ASSIGNED TASK>
Where the word "minaret" occurs in a line of the data, return the whole line.

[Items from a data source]
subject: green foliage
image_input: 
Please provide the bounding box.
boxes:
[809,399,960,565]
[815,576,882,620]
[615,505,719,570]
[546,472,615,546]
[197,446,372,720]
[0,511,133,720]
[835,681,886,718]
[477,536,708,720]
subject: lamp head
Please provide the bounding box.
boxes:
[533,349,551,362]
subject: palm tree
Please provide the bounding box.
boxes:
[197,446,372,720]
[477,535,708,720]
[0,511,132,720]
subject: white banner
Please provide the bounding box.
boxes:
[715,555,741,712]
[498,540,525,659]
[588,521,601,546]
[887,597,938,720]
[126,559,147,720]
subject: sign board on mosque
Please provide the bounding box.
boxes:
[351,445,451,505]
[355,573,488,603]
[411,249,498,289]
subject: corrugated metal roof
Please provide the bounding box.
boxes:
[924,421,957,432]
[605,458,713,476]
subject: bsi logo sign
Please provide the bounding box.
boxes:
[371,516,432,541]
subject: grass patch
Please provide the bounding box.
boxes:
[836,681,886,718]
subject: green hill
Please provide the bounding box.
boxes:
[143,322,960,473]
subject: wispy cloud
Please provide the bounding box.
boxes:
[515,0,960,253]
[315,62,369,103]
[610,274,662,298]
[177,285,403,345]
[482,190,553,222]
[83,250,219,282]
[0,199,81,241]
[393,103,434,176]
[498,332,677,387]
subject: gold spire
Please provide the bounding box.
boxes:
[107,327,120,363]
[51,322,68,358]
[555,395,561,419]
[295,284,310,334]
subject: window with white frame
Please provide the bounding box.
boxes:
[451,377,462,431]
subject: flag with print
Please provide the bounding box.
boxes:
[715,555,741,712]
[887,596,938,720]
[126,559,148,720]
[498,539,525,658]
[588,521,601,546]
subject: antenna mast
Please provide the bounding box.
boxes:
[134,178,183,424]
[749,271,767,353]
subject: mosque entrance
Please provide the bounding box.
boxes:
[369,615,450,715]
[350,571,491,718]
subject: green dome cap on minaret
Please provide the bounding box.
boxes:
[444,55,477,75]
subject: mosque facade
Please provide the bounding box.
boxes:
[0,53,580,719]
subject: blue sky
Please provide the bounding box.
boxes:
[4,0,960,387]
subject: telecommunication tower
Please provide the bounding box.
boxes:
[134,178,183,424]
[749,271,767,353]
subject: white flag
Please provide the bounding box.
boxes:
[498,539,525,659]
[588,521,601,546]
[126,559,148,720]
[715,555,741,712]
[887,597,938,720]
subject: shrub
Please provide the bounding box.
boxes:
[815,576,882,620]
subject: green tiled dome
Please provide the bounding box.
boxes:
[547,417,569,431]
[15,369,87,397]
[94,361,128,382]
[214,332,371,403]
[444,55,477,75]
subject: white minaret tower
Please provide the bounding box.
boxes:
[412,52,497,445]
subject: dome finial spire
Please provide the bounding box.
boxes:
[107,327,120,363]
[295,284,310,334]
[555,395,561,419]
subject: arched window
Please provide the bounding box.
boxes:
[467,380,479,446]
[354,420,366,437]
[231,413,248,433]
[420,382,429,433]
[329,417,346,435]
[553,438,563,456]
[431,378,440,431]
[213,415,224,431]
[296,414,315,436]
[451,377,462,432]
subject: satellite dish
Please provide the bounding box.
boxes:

EXERCISE OUTPUT>
subject: green dome cap on minaret
subject: white minaret tower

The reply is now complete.